● TASK DESCRIPTION
Return exactly the lines from the one that contains "Agricultural drone survey: scan the aerial photo for background" up to the last line of the listing, and nothing else.

● EXTRACTED INFORMATION
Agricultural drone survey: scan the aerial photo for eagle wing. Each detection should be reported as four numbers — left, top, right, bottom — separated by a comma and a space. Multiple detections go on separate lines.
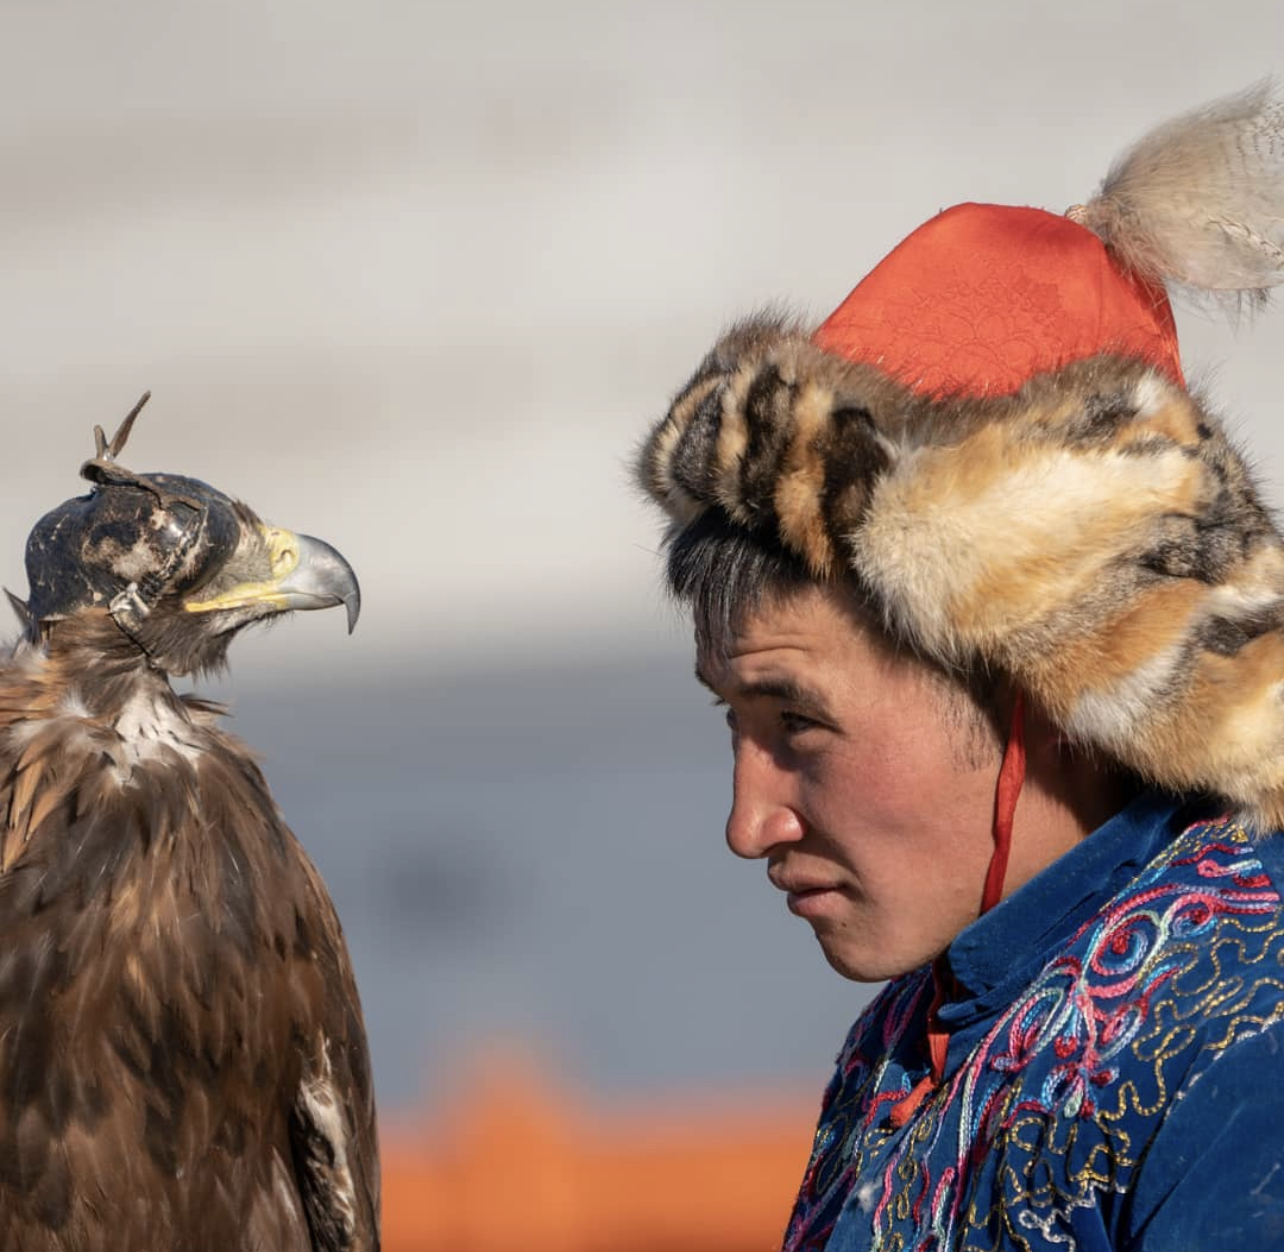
288, 855, 381, 1252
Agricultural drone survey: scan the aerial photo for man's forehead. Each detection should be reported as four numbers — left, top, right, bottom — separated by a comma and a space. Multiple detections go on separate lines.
696, 581, 887, 668
693, 656, 835, 721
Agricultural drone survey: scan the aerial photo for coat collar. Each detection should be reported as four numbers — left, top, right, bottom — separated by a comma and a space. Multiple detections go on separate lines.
937, 791, 1198, 1036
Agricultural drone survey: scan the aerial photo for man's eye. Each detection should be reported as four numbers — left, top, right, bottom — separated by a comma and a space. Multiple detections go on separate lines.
710, 697, 737, 732
780, 710, 819, 735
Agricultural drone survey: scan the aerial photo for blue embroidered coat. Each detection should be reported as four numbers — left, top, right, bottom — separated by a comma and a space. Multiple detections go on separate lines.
782, 795, 1284, 1250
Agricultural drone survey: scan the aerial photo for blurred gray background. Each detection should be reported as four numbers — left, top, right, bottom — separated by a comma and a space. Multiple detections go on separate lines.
1, 0, 1282, 1112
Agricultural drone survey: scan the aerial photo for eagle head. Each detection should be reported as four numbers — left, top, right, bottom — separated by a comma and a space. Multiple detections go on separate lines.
20, 394, 360, 675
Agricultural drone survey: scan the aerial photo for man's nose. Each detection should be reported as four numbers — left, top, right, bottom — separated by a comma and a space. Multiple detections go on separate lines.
725, 738, 804, 859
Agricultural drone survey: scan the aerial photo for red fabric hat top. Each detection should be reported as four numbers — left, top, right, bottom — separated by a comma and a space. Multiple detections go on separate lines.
814, 202, 1184, 398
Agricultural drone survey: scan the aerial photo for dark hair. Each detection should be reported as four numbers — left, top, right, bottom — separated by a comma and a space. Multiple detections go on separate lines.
664, 509, 1004, 763
666, 510, 816, 658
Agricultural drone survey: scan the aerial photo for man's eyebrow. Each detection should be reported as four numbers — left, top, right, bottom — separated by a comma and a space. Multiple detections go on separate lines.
694, 665, 834, 719
740, 677, 833, 718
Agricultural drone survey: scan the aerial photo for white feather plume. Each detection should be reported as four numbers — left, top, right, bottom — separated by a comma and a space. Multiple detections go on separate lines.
1072, 80, 1284, 311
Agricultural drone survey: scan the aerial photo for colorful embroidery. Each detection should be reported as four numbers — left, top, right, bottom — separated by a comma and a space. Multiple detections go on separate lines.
782, 815, 1284, 1251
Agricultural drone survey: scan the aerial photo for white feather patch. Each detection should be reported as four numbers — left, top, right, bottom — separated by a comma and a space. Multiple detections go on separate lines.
1079, 80, 1284, 300
299, 1039, 357, 1241
112, 690, 204, 769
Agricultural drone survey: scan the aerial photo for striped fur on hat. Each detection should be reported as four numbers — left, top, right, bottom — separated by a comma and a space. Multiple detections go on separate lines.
638, 82, 1284, 829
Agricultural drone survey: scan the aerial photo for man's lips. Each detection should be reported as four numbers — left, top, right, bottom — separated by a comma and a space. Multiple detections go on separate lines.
770, 872, 847, 918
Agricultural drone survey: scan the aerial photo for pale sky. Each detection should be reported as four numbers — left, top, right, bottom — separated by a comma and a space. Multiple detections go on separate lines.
0, 0, 1281, 680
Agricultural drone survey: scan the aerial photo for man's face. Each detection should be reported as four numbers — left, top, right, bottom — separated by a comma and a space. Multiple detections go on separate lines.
697, 582, 1005, 982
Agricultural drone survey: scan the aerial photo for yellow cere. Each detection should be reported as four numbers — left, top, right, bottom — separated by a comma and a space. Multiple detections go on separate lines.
183, 527, 301, 615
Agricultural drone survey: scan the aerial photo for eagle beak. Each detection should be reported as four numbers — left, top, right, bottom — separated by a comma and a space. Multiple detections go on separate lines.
184, 529, 362, 633
278, 533, 363, 633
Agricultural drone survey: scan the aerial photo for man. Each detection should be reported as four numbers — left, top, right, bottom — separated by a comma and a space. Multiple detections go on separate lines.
636, 85, 1284, 1249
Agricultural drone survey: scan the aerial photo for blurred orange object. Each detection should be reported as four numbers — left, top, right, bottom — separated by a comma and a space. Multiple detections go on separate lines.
381, 1049, 816, 1252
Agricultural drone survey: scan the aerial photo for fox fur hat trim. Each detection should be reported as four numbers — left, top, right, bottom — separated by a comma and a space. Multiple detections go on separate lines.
638, 82, 1284, 829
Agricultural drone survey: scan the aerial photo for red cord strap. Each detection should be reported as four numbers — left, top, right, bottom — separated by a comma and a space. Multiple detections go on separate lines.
982, 690, 1027, 916
889, 691, 1028, 1128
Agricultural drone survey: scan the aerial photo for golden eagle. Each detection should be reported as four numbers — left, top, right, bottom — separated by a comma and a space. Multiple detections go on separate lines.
0, 397, 379, 1251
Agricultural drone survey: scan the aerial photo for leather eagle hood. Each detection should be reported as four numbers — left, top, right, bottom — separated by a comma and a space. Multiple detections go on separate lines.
25, 470, 244, 629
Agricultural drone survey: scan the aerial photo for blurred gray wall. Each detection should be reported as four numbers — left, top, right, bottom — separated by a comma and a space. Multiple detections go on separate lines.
2, 0, 1282, 1108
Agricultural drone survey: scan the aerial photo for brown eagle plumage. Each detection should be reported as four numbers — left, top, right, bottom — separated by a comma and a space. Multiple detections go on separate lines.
0, 399, 379, 1251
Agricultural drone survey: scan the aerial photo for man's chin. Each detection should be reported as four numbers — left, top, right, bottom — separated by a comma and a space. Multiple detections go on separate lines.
817, 936, 920, 984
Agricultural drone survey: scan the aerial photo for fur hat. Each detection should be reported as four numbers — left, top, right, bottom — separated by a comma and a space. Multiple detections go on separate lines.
638, 83, 1284, 830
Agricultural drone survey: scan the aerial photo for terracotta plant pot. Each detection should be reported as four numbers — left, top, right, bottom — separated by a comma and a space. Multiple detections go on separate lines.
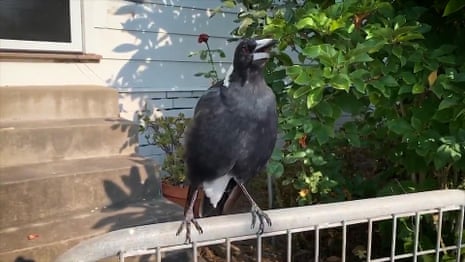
161, 182, 202, 216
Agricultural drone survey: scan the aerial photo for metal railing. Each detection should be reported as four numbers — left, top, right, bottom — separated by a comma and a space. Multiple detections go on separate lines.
56, 190, 465, 262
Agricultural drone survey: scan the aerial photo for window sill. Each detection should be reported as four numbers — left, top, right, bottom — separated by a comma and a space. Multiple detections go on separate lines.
0, 52, 101, 63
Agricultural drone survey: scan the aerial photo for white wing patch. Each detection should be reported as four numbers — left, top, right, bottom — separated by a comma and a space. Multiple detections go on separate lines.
202, 174, 233, 208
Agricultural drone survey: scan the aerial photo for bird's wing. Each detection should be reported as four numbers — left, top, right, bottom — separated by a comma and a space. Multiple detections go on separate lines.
185, 84, 240, 184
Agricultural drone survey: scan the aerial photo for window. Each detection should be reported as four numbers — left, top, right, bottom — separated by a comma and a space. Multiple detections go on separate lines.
0, 0, 83, 52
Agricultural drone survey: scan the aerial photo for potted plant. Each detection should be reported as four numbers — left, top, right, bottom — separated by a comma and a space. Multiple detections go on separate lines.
138, 110, 193, 208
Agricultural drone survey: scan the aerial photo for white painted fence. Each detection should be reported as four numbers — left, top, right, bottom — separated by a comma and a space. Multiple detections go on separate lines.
56, 190, 465, 262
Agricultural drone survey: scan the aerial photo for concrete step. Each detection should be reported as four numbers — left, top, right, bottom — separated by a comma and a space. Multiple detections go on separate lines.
0, 199, 184, 262
0, 156, 162, 229
0, 85, 119, 121
0, 118, 137, 167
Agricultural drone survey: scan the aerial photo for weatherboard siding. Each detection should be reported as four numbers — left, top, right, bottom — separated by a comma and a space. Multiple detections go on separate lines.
0, 0, 237, 119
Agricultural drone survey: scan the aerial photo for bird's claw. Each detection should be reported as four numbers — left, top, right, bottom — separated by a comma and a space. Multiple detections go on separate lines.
176, 218, 203, 243
250, 205, 272, 235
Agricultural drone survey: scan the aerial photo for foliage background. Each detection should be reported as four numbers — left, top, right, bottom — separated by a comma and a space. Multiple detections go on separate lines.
215, 0, 465, 260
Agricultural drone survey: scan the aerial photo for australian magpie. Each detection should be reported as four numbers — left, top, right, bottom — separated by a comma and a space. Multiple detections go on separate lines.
176, 38, 278, 242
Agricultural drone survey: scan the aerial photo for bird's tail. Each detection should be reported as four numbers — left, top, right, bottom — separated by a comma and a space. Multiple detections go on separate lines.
199, 179, 240, 217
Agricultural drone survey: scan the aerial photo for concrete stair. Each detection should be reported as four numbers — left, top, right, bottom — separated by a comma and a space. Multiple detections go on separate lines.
0, 85, 182, 262
0, 199, 183, 262
0, 85, 119, 121
0, 118, 137, 167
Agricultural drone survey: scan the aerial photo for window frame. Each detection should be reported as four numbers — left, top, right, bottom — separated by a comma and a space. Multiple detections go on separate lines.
0, 0, 83, 52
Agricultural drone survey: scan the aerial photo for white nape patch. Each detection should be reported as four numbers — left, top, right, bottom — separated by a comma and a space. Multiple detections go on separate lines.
223, 64, 234, 87
203, 174, 233, 208
253, 52, 270, 61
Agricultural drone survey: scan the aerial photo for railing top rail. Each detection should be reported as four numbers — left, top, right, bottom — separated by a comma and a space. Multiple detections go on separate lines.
55, 189, 465, 262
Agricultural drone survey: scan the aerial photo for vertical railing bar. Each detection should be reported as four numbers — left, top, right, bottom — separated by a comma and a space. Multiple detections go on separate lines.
342, 220, 347, 262
367, 218, 373, 262
156, 247, 161, 262
287, 230, 292, 262
192, 242, 198, 262
413, 212, 420, 262
435, 209, 443, 262
315, 225, 320, 262
456, 205, 464, 262
257, 235, 262, 262
118, 251, 125, 262
390, 215, 397, 262
226, 238, 231, 262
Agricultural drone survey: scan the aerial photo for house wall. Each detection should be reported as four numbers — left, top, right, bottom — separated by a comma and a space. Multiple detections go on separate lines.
0, 0, 237, 115
0, 0, 239, 159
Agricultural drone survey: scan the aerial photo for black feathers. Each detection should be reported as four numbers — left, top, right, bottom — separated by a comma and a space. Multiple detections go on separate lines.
176, 38, 278, 243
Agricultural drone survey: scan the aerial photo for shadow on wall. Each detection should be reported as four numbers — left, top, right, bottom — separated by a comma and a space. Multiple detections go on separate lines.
105, 0, 237, 121
107, 117, 140, 155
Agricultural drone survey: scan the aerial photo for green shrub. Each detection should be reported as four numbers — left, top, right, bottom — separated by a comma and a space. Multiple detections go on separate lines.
138, 111, 190, 186
218, 0, 465, 259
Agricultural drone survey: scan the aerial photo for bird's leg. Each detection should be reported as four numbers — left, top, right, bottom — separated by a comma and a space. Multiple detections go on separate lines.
176, 187, 203, 243
236, 182, 271, 235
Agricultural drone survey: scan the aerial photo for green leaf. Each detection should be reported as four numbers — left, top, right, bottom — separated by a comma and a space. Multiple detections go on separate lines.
433, 108, 454, 122
296, 17, 315, 30
311, 155, 327, 166
414, 62, 423, 73
431, 45, 457, 57
398, 84, 411, 95
434, 144, 462, 169
387, 118, 414, 135
303, 44, 337, 59
287, 65, 302, 79
401, 72, 415, 85
371, 81, 389, 98
333, 92, 365, 114
315, 101, 333, 117
443, 0, 465, 16
238, 17, 254, 34
307, 88, 323, 108
438, 97, 458, 110
293, 85, 311, 99
286, 151, 307, 160
412, 83, 425, 94
222, 0, 236, 8
271, 148, 283, 161
313, 122, 334, 145
219, 50, 226, 58
350, 69, 369, 93
331, 74, 351, 91
343, 122, 362, 147
392, 46, 402, 59
294, 70, 312, 85
395, 32, 424, 42
199, 50, 207, 60
350, 53, 373, 63
329, 19, 345, 32
276, 53, 294, 66
267, 161, 284, 178
346, 132, 361, 147
410, 116, 422, 130
437, 55, 456, 65
380, 75, 398, 87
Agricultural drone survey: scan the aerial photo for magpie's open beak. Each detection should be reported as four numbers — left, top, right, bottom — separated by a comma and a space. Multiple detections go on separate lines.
253, 39, 277, 61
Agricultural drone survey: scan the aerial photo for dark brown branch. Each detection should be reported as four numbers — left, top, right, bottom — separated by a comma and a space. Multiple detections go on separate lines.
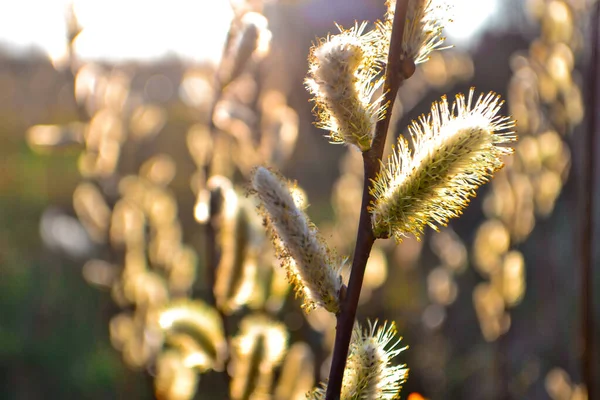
324, 1, 411, 398
581, 2, 599, 398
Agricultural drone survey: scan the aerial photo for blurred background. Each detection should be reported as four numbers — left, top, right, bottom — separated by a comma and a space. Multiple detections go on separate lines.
0, 0, 598, 399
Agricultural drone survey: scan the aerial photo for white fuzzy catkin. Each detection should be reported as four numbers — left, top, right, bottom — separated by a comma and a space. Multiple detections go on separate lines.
306, 23, 386, 151
371, 89, 517, 242
251, 167, 343, 313
308, 321, 408, 400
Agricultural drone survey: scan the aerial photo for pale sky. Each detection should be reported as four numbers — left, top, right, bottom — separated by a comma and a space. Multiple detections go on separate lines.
0, 0, 233, 64
0, 0, 496, 63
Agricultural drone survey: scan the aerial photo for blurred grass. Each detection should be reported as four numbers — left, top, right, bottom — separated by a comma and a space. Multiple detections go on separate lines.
0, 136, 150, 398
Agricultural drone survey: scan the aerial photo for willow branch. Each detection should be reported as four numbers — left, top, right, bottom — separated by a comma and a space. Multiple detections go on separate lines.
325, 1, 411, 398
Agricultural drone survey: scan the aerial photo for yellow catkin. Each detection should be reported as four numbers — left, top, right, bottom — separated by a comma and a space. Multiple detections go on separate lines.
230, 315, 288, 400
158, 300, 227, 372
371, 89, 516, 242
309, 321, 408, 400
274, 342, 315, 400
214, 198, 261, 314
73, 182, 112, 242
221, 12, 271, 87
154, 350, 198, 400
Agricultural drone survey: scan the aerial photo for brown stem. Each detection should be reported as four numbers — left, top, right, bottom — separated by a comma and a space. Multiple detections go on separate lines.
204, 88, 223, 309
324, 1, 410, 398
207, 101, 239, 400
203, 75, 232, 392
582, 2, 599, 398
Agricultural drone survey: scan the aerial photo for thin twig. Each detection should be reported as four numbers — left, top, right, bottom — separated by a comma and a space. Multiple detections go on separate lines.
325, 1, 411, 398
204, 12, 233, 322
204, 88, 223, 309
581, 2, 598, 398
202, 86, 235, 395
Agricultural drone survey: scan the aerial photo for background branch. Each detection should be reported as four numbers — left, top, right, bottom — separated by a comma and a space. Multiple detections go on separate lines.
581, 2, 599, 398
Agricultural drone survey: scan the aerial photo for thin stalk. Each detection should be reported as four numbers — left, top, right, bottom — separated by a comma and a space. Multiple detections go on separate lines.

● ANSWER SECTION
Agricultural drone survey: scan the aerial photo for background branch. Each detection should be reported as four numbers — left, top, right, bottom — separated by a comma and a space. Multiple detections go on separate lines.
581, 2, 599, 398
Agricultural drone survey: scan the aerial photo for thin stalk. Each detection should be reported as four numbers — left, top, right, bottom — separated by a comma and a space. Multiple detections go on separate lines.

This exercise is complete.